EXERCISE INSTRUCTIONS:
Gather every line of the listing below that contains the word "glass", and copy each one in full. Case counts.

EXCERPTED RECORDS:
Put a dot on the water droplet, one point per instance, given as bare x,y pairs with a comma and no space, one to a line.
---
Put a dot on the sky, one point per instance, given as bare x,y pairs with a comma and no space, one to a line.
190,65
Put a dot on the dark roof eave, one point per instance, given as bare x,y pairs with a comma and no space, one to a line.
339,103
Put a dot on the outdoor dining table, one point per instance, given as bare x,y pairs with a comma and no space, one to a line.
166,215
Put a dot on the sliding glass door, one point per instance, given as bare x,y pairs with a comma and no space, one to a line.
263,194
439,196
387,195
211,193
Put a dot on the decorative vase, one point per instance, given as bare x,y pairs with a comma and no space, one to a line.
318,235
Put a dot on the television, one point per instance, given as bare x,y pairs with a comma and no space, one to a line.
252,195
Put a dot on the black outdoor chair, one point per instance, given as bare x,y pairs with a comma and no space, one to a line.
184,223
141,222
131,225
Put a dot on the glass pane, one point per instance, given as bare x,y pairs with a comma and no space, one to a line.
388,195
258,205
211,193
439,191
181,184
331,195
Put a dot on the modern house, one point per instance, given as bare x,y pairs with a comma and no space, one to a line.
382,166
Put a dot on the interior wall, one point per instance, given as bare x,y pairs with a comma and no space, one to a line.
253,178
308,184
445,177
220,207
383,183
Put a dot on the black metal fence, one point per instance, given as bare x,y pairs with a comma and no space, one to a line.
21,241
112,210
--
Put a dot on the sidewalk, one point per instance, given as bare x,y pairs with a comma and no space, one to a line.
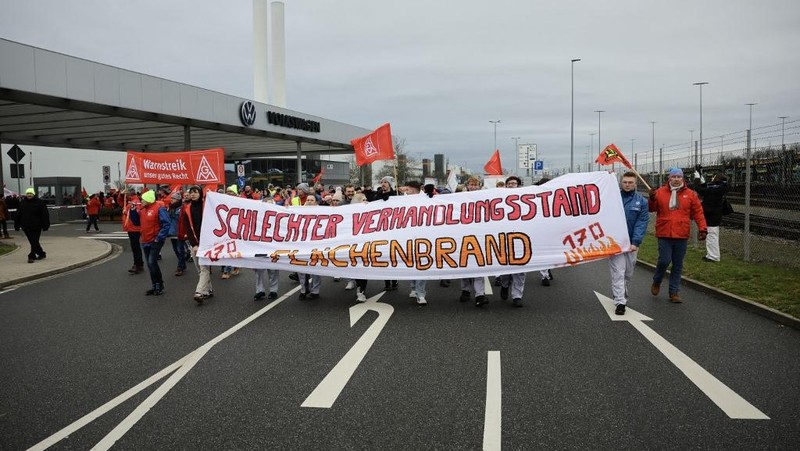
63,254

SOLUTION BELOW:
Put a dot on the sliding glass door, one point per instance, given as bare x,y pairs with a comma and no space, one to a line.
Put a dot on the glass pane, one point per instance, given as bare x,y pairs with a comma and no space, one to a line.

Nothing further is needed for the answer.